• Selected extract:
####

In a fee for service payment system, a medical service
provider generally is paid based upon how many tasks or procedures are performed. This system contributes to fragmented care by
the various healthcare providers serving a patient, often resulting in duplications
of effort and the provision of unnecessary care. For example, a primary care doctor may order
a laboratory test for a patient on the initial encounter. If this patient requires
admission to a hospital or treatment by a specialist, the same test could be
reordered, perhaps several times, a costly and inefficient process.
Recently, several federal initiatives have been announced
that attempt to realign incentives to hospitals, physicians and other
healthcare vendors to coordinate patient care.
The Medicare Shared Savings Program (“MSSP”) is one such effort. MSSP is essentially a three year voluntary
program that is intended to begin the shift from a volume based payment model
to a value or quality based model. It is
designed to pay Medicare providers on a fee for service basis, but to allow the
sharing of Medicare cost savings with these providers. To participate in the MSSP, the providers
must be members or owners in an Accountable Care Organization (“ACO”). Under the program, the ACO will receive a
portion of the cost savings generated (if any) to the Medicare program assuming
certain quality benchmarks are satisfied.
The ACO will be responsible for the distribution of the cost savings to the
various ACO participants. The goals of
MSSP are to provide better care for Medicare beneficiaries, better health for
the Medicare population and lower growth in program costs.
To function properly, an ACO must have access to sufficient
capital to invest in the necessary infrastructure that allows the coordination
of patient care, including significant investments in clinical and
administrative information systems and other enabling technologies. The capital investment required to operate an
ACO is substantial. Under current
guidance, ACO participants (hospitals, physicians, suppliers) must control the
organization. Physician participation is absolutely essential in order to
achieve the hoped for cost savings and coordination of patient care. However, independent physicians are unlikely
to have the funds needed to invest proportionately in an ACO relative to other
providers. Tax-exempt hospitals are prohibited from subsidizing the investment
of a private party.

####

• Recorded data:
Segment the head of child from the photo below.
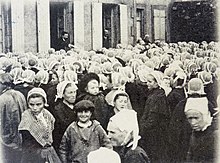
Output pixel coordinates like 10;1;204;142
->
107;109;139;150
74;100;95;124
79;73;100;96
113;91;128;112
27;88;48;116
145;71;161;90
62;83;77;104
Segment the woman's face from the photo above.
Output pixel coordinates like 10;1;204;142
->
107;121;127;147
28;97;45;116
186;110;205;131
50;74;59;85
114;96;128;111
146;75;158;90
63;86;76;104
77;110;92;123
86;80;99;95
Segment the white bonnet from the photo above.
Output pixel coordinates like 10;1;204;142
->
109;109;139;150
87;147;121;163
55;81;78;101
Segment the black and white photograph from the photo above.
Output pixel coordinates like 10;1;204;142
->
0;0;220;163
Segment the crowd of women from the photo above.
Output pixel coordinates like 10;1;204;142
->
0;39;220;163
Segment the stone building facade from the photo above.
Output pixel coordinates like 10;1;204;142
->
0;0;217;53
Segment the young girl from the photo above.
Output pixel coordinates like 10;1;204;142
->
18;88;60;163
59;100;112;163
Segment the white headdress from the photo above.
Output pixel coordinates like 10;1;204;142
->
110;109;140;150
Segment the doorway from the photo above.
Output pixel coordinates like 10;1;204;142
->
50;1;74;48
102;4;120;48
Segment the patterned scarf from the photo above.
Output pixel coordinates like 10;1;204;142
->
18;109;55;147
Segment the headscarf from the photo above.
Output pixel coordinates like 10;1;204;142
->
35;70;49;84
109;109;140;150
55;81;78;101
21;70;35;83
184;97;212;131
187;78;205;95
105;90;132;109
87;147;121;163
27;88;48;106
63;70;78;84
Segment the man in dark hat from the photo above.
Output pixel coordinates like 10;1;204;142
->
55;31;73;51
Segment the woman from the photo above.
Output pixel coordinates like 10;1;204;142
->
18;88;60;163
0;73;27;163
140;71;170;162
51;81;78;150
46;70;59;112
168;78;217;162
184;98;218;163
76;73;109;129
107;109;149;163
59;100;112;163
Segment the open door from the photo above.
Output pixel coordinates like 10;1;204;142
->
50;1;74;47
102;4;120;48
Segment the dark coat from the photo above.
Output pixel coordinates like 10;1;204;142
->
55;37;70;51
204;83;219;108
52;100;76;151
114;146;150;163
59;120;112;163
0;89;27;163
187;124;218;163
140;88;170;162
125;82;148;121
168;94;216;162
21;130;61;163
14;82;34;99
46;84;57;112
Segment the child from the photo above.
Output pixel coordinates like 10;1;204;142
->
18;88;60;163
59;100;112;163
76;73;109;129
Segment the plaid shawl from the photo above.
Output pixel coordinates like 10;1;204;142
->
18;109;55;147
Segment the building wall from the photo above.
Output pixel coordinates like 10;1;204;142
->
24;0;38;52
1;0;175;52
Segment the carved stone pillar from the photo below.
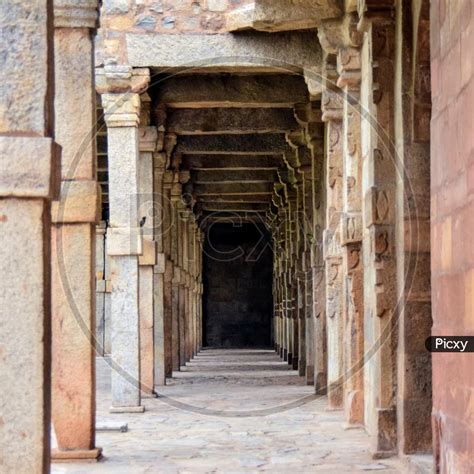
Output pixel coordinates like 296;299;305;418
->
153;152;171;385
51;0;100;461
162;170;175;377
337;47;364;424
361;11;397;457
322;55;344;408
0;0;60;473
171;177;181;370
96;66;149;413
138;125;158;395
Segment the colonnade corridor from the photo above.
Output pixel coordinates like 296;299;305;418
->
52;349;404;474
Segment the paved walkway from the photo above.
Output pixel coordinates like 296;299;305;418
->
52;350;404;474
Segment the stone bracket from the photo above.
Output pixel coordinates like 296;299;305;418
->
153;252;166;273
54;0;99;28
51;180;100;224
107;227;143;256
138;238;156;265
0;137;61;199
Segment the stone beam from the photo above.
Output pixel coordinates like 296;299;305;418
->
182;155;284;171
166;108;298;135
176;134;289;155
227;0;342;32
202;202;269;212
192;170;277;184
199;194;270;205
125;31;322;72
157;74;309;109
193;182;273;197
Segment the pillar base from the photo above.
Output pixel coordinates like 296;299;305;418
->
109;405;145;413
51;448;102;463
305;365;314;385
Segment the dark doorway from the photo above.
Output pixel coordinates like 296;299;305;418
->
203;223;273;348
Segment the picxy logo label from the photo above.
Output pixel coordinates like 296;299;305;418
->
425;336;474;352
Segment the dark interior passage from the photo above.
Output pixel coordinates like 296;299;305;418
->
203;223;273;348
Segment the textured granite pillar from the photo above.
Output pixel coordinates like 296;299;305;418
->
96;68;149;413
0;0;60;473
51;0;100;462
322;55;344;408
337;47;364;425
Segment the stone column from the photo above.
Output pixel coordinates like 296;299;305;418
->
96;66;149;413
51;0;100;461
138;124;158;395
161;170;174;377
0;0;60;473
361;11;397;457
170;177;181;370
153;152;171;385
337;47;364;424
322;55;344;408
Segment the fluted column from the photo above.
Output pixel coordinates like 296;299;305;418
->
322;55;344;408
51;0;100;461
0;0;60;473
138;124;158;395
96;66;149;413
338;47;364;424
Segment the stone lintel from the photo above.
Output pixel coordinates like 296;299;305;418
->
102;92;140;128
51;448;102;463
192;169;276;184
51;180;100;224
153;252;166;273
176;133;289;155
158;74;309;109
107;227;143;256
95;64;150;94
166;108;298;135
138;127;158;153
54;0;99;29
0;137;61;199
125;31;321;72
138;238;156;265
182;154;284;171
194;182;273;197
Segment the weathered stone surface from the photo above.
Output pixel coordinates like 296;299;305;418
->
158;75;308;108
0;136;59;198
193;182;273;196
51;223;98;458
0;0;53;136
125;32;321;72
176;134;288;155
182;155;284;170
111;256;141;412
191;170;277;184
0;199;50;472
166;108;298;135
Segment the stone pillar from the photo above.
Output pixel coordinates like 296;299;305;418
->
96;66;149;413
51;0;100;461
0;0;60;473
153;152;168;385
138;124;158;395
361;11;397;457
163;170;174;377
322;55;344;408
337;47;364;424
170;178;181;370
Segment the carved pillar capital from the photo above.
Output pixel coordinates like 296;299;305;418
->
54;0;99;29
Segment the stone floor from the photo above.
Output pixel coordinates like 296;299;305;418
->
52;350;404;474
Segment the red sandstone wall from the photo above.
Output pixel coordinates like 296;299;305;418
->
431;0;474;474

####

• What this exercise asks:
1. Extract from the Medicare payment passage the part that begins with the words containing "To function properly, an" and ends with "a private party.", copying it word for word.
2. List each goal of the Medicare Shared Savings Program that the Medicare payment passage names.

• Answers:
1.
To function properly, an ACO must have access to sufficient
capital to invest in the necessary infrastructure that allows the coordination
of patient care, including significant investments in clinical and
administrative information systems and other enabling technologies. The capital investment required to operate an
ACO is substantial. Under current
guidance, ACO participants (hospitals, physicians, suppliers) must control the
organization. Physician participation is absolutely essential in order to
achieve the hoped for cost savings and coordination of patient care. However, independent physicians are unlikely
to have the funds needed to invest proportionately in an ACO relative to other
providers. Tax-exempt hospitals are prohibited from subsidizing the investment
of a private party.

2.
- Better care for Medicare beneficiaries
- Better health for the Medicare population
- Lower growth in program costs